**Source extract**
•••••

Apart from a few tweets I’ve barely posted anything during December. I’ve needed some time this month to rest, and to wrap up a few work-related things, and also to try to enjoy the Christmas season. This time last year we’d only just moved, and despite being one of the most Christmassy people I know, I’d missed out on the celebrations, and felt it.
This winter, however, I have a hankering to review the garden during this, the turn of the year. Since Christmas, hard frosts have fallen on Sheffield:
Frosts thick as light snowfall; frosts with imprints in them; frosts not melting all day if the weak, low, daytime sun cannot reach them.
Layout and landscaping
To get some idea of which parts of the back garden are worst hit, I’ve taken another in my occasional series of almost indecipherable photos out of the back window:
Reflections of the curtains aside, you can probably see that the compost corner is frosted, despite being quite a slope. I would expect frosts to form where cold air could sit, but—possibly because the house leaks heat—the lowest point of the patio is entirely unfrosted, despite being walled on three sides. The backdoor decking is also unfrosted, unlike its raised equivalent:
Only a little later in the day, some of the garden does get sunshine:
Making it difficult to work out precisely why the back left corner is unfrosted: is that just this morning’s sun at work? Or does that southwest-facing corner keep heat from night to night:
Here, where the compost bins used to be, is the site for one of the new walls, which I will need to start digging in late winter so I can plant out in mid-spring. All is still in flux, and all provisional; but it’s interesting and somewhat heartening to see the future site of raised beds and greenhouse both, entirely free of frost by mid-morning.
Trees and woody shrubs
Woody structures remain, where I’ve not cut them down yet. There’s the euonymous I’d hacked back, much more visible since the privet has been removed:
I’d thought to hang the bird feeder there, where birds could eat without being seen by the several local cats including our own. But it seems the birds can’t see the nuts either, so I’m about to move it to the acer at the other end (invisible in the photo above, with the glare of the rare sunlight on the back fence.)
Closer up, it’s clear that the acer, so lovely this past year is clearly coming into bud:
I’m in two minds as to whether to hack it back or not. It’s been a lovely tree, but one day I will have to either move it or remove it; as I’ve been told that acers can survive coppicing, maybe I should do that sooner rather than later.
I’ve hacked back the buddleia in two stages, the same as last year:
It’s likely to come back just fine, as it usually survives ill treatment far better than the ill-fated cuttings I took from it. Another candidate to move at some point this next year, but I imagine it will fare much better than the acer.

•••••

**What you need to do**
A) Answer these questions from the garden post above:
(i) Which city have hard frosts fallen on since Christmas?
(ii) Where is the bird feeder about to be moved?
(iii) In how many stages was the buddleia hacked back?
B) Copy the part of the garden post between "Trees and woody" and "the back fence.)", inclusive.

•••••

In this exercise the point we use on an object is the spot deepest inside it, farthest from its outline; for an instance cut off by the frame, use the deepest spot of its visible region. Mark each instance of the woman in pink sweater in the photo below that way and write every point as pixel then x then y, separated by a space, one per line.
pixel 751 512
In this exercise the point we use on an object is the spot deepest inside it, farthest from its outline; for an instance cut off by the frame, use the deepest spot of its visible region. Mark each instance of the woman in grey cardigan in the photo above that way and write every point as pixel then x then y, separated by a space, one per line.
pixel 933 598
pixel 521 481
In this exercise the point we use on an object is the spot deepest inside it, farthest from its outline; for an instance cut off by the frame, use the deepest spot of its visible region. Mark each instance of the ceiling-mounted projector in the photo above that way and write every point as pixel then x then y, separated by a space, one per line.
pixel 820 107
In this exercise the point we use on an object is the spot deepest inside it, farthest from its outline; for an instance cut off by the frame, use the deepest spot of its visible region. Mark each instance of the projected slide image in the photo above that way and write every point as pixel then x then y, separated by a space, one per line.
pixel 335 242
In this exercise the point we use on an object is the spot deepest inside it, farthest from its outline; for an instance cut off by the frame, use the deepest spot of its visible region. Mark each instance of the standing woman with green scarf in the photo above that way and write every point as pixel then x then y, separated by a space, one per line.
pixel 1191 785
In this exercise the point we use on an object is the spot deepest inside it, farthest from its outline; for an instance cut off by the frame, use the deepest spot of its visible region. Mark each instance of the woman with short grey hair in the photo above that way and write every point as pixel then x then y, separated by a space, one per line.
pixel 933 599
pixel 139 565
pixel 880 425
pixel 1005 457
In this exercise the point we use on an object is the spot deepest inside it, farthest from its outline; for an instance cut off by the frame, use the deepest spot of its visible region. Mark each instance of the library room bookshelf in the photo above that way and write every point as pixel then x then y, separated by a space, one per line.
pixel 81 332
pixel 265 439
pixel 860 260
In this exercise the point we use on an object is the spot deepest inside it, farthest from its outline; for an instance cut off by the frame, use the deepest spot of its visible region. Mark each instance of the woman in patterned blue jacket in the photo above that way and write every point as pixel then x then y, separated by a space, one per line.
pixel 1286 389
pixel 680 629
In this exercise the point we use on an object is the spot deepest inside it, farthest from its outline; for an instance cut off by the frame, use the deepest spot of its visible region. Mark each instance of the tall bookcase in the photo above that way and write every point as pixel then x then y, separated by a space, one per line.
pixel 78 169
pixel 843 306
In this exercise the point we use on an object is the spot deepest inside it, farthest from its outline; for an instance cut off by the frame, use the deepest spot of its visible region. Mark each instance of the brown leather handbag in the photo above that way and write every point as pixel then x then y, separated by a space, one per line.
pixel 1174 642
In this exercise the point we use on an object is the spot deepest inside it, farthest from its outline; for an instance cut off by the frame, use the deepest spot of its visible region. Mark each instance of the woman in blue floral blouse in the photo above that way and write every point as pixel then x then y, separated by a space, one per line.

•••••

**Exercise responses**
A)
(i) Sheffield
(ii) To the acer at the other end
(iii) Two stages

B)
Trees and woody shrubs
Woody structures remain, where I’ve not cut them down yet. There’s the euonymous I’d hacked back, much more visible since the privet has been removed:
I’d thought to hang the bird feeder there, where birds could eat without being seen by the several local cats including our own. But it seems the birds can’t see the nuts either, so I’m about to move it to the acer at the other end (invisible in the photo above, with the glare of the rare sunlight on the back fence.)